Exercise goal: Reproduce verbatim the portion of the YouTube search script from "video_id: str" up to and including "return hash(self.channel_id)".

Supplied text:
=-=-=

#!/usr/bin/env python3
"""
YouTube Search Tool
This script searches YouTube and returns structured video results.
Features:
- Search YouTube with any query
- Returns video metadata for each result
- Supports multiple languages
- Configurable max results
- Handles pagination automatically
Usage:
python youtube_search.py "QUERY" [--lang LANG] [--max-results N]
Output:
JSON array of search results with:
- video_id, video_title, duration
- view_count, published_date
- channel_id, channel_name, channel_link
Example:
$ python youtube_search.py "machine learning tutorial" --max-results 10
[{"video_id": "abc", "video_title": "ML Basics", ...}, ...]
$ python youtube_search.py "Andrej Karpathy" --lang en --max-results 5
[{"video_id": "xyz", "channel_name": "Andrej Karpathy", ...}, ...]
"""
import argparse
import json
import logging
import sys
import time
import httpx
import ua_generator
from pydantic import BaseModel
LOGGER = logging.getLogger(__name__)
# Constants
REQUEST_TIMEOUT = 30 # Request timeout in seconds for search API
INITIAL_RETRIES = 2 # Initial retry count for search operations
RETRY_DELAY_FIXED = 3 # Fixed delay for retry operations
MAX_ITERATIONS = 30 # Maximum iterations for pagination
class YTSearchResult(BaseModel):
"""YouTube search result model."""
video_id: str
video_title: str
published_date: str
duration: str
view_count: str
channel_name: str
channel_id: str
channel_link: str
def __eq__(self, value):
if not isinstance(value, YTSearchResult):
return False
return self.channel_id == value.channel_id
def __hash__(self):
return hash(self.channel_id)
def extract_serp_continuation_token(response: dict) -> str:
"""Extract continuation token for search result pagination.
Handles both initial search response and continuation response formats.
Args:
response: YouTube search API JSON response
Returns:
Continuation token string for next page
Raises:
ValueError: Token not found in expected location
AttributeError: Unrecognized response structure
"""
try:
if "contents" in response:
# Initial search response format
# fmt: off
token = response["contents"]["twoColumnSearchResultsRenderer"]\
["primaryContents"]["sectionListRenderer"]["contents"][-1]\
["continuationItemRenderer"]["continuationEndpoint"]\
["continuationCommand"]["token"]
# fmt: on
LOGGER.debug("Extracted Continuation Token")
return token
if "onResponseReceivedCommands" in response:
# Continuation response format
# fmt: off
token = response["onResponseReceivedCommands"][0]["appendContinuationItemsAction"]\
["continuationItems"][-1]["continuationItemRenderer"]\
["continuationEndpoint"]["continuationCommand"]["token"]
# fmt: on
LOGGER.debug("Extracted Continuation Token")
return token
LOGGER.warning(
f"Unknown serp response when extracting continuation token: {', '.join(response.keys())}"
)
raise AttributeError("Unknown response from YT API")
except KeyError:
raise ValueError("No token extracted")
except Exception as error:
LOGGER.critical(
f"Unable to extract continuation token. Check if the API has changed: {error}. PAGE: {json.dumps(response)}"

=-=-=

Data records:
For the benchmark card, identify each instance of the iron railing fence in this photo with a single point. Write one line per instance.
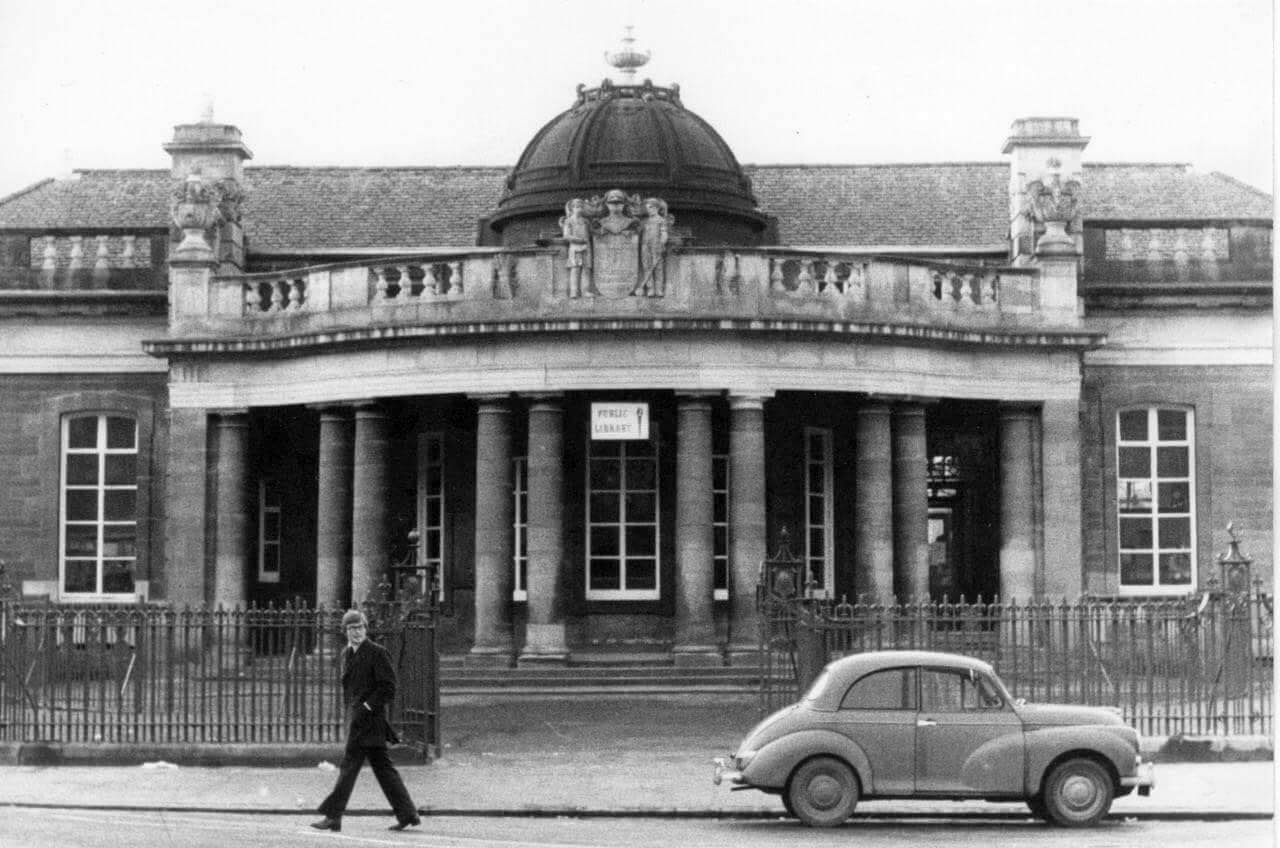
(1197, 665)
(147, 674)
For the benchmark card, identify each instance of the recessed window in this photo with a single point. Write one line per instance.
(1155, 495)
(99, 505)
(622, 520)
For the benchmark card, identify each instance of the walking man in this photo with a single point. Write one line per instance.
(368, 687)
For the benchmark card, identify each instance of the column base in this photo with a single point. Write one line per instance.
(489, 657)
(544, 644)
(743, 655)
(693, 656)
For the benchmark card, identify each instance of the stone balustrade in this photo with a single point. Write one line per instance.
(487, 286)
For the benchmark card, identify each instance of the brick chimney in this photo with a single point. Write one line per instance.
(215, 154)
(1046, 151)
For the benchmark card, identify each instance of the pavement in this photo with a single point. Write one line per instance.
(604, 756)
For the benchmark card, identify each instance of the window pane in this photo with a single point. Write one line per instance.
(641, 574)
(118, 575)
(606, 574)
(640, 541)
(1134, 496)
(81, 505)
(1133, 425)
(1175, 569)
(81, 539)
(604, 507)
(606, 474)
(604, 541)
(640, 474)
(1136, 569)
(1171, 425)
(82, 469)
(1175, 533)
(941, 691)
(81, 577)
(1171, 461)
(120, 469)
(641, 506)
(118, 539)
(82, 432)
(881, 691)
(1134, 461)
(120, 433)
(119, 505)
(1136, 533)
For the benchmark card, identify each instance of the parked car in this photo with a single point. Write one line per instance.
(918, 724)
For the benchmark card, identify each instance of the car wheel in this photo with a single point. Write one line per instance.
(822, 792)
(1077, 793)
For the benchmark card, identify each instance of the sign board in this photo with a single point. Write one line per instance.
(620, 422)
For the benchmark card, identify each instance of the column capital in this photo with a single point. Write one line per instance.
(749, 401)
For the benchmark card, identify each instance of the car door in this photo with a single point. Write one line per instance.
(968, 741)
(878, 714)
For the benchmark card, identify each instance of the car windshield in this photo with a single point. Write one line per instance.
(817, 688)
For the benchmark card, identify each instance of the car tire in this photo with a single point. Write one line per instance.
(1077, 793)
(822, 792)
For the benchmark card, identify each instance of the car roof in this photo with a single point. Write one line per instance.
(873, 660)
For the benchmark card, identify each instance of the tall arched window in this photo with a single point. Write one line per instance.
(1155, 500)
(99, 538)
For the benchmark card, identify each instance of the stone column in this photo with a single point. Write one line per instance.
(695, 625)
(494, 534)
(370, 496)
(333, 506)
(1060, 452)
(873, 502)
(544, 630)
(748, 545)
(231, 543)
(1016, 505)
(910, 502)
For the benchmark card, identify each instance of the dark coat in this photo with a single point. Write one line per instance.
(368, 678)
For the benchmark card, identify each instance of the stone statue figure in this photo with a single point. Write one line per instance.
(576, 229)
(654, 235)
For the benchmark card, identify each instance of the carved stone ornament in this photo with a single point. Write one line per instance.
(616, 245)
(195, 210)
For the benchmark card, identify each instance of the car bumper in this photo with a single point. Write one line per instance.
(1143, 779)
(726, 773)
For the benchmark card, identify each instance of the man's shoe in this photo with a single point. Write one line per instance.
(402, 825)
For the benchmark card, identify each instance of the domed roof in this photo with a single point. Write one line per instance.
(636, 137)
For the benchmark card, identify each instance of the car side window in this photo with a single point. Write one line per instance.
(887, 689)
(956, 692)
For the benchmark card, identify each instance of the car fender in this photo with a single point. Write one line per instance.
(775, 762)
(1046, 744)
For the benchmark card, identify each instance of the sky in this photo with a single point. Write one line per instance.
(389, 82)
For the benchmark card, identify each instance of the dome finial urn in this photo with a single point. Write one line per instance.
(627, 59)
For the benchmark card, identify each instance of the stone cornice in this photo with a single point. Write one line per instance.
(896, 332)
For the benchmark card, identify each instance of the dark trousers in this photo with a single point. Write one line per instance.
(389, 779)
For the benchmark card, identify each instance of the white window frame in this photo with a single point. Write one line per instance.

=-=-=

The completed task:
video_id: str
video_title: str
published_date: str
duration: str
view_count: str
channel_name: str
channel_id: str
channel_link: str
def __eq__(self, value):
if not isinstance(value, YTSearchResult):
return False
return self.channel_id == value.channel_id
def __hash__(self):
return hash(self.channel_id)